* _INSTRUCTION_
Recast every line of the rows below as a Markdown table with two columns, Line and Text. Line holds a running number, Text holds the line itself, and blank lines are left out.

(Position annotation records)

=-=-=

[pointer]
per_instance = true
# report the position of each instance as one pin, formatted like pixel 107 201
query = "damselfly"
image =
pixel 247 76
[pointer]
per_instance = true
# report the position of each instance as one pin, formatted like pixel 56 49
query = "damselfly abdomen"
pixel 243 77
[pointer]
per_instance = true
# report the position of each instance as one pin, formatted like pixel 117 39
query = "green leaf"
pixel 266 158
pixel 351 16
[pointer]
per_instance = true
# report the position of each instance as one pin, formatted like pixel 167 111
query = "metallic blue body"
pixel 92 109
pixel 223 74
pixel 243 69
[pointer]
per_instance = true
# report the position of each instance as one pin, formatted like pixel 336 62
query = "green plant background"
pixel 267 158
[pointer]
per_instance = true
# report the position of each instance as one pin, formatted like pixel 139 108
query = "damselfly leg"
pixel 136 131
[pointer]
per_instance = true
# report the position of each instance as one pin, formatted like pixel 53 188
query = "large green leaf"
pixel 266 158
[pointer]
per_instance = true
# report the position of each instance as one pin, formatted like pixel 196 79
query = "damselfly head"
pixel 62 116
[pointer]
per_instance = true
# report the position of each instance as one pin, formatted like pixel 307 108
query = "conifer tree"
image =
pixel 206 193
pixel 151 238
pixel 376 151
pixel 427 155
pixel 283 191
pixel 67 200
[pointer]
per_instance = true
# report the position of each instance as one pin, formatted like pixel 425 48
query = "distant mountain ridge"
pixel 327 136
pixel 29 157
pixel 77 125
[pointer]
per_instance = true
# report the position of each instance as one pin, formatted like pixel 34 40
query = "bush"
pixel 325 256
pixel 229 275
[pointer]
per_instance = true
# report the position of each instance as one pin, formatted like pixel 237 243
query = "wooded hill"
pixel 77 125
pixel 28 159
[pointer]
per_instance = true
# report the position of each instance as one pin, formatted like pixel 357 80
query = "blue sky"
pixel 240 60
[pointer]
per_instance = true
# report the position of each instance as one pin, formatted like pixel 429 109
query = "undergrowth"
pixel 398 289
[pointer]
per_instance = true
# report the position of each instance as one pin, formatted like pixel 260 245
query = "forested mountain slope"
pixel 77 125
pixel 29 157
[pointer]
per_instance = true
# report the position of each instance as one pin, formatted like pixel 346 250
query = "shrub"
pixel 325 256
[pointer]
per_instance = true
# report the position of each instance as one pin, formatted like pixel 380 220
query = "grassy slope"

=-=-=

* _EXERCISE OUTPUT_
| Line | Text |
|---|---|
| 1 | [pointer] |
| 2 | per_instance = true |
| 3 | # report the position of each instance as one pin, formatted like pixel 107 201 |
| 4 | query = "damselfly" |
| 5 | image = |
| 6 | pixel 247 76 |
| 7 | [pointer] |
| 8 | per_instance = true |
| 9 | # report the position of each instance as one pin, formatted like pixel 56 49 |
| 10 | query = "damselfly abdomen" |
| 11 | pixel 243 77 |
| 12 | [pointer] |
| 13 | per_instance = true |
| 14 | # report the position of each instance as one pin, formatted like pixel 117 39 |
| 15 | query = "green leaf" |
| 16 | pixel 266 158 |
| 17 | pixel 351 16 |
| 18 | [pointer] |
| 19 | per_instance = true |
| 20 | # report the position of each instance as one pin, formatted like pixel 167 111 |
| 21 | query = "metallic blue body" |
| 22 | pixel 92 109 |
| 23 | pixel 223 74 |
| 24 | pixel 243 69 |
| 25 | [pointer] |
| 26 | per_instance = true |
| 27 | # report the position of each instance as one pin, formatted like pixel 336 62 |
| 28 | query = "green plant background" |
| 29 | pixel 267 158 |
| 30 | [pointer] |
| 31 | per_instance = true |
| 32 | # report the position of each instance as one pin, formatted like pixel 139 108 |
| 33 | query = "damselfly leg" |
| 34 | pixel 136 131 |
| 35 | [pointer] |
| 36 | per_instance = true |
| 37 | # report the position of each instance as one pin, formatted like pixel 53 188 |
| 38 | query = "large green leaf" |
| 39 | pixel 266 158 |
| 40 | [pointer] |
| 41 | per_instance = true |
| 42 | # report the position of each instance as one pin, formatted like pixel 196 79 |
| 43 | query = "damselfly head" |
| 44 | pixel 62 116 |
| 45 | [pointer] |
| 46 | per_instance = true |
| 47 | # report the position of each instance as one pin, formatted like pixel 307 108 |
| 48 | query = "conifer tree" |
| 49 | image = |
| 50 | pixel 206 193 |
| 51 | pixel 151 238 |
| 52 | pixel 376 151 |
| 53 | pixel 427 155 |
| 54 | pixel 283 191 |
| 55 | pixel 67 200 |
| 56 | [pointer] |
| 57 | per_instance = true |
| 58 | # report the position of each instance as one pin, formatted like pixel 425 48 |
| 59 | query = "distant mountain ridge" |
| 60 | pixel 327 136 |
| 61 | pixel 29 157 |
| 62 | pixel 77 125 |
| 63 | [pointer] |
| 64 | per_instance = true |
| 65 | # report the position of each instance as one pin, formatted like pixel 34 40 |
| 66 | query = "bush" |
| 67 | pixel 325 256 |
| 68 | pixel 229 275 |
| 69 | [pointer] |
| 70 | per_instance = true |
| 71 | # report the position of each instance as one pin, formatted like pixel 237 243 |
| 72 | query = "wooded hill" |
| 73 | pixel 77 125 |
| 74 | pixel 28 159 |
| 75 | [pointer] |
| 76 | per_instance = true |
| 77 | # report the position of each instance as one pin, formatted like pixel 357 80 |
| 78 | query = "blue sky" |
| 79 | pixel 240 60 |
| 80 | [pointer] |
| 81 | per_instance = true |
| 82 | # report the position of each instance as one pin, formatted like pixel 429 109 |
| 83 | query = "undergrowth" |
| 84 | pixel 398 289 |
| 85 | [pointer] |
| 86 | per_instance = true |
| 87 | # report the position of each instance as one pin, formatted like pixel 260 245 |
| 88 | query = "forested mountain slope" |
| 89 | pixel 77 125 |
| 90 | pixel 29 157 |
| 91 | [pointer] |
| 92 | per_instance = true |
| 93 | # report the position of each instance as one pin, formatted like pixel 346 250 |
| 94 | query = "shrub" |
| 95 | pixel 325 256 |
| 96 | [pointer] |
| 97 | per_instance = true |
| 98 | # report the position of each instance as one pin, formatted like pixel 380 220 |
| 99 | query = "grassy slope" |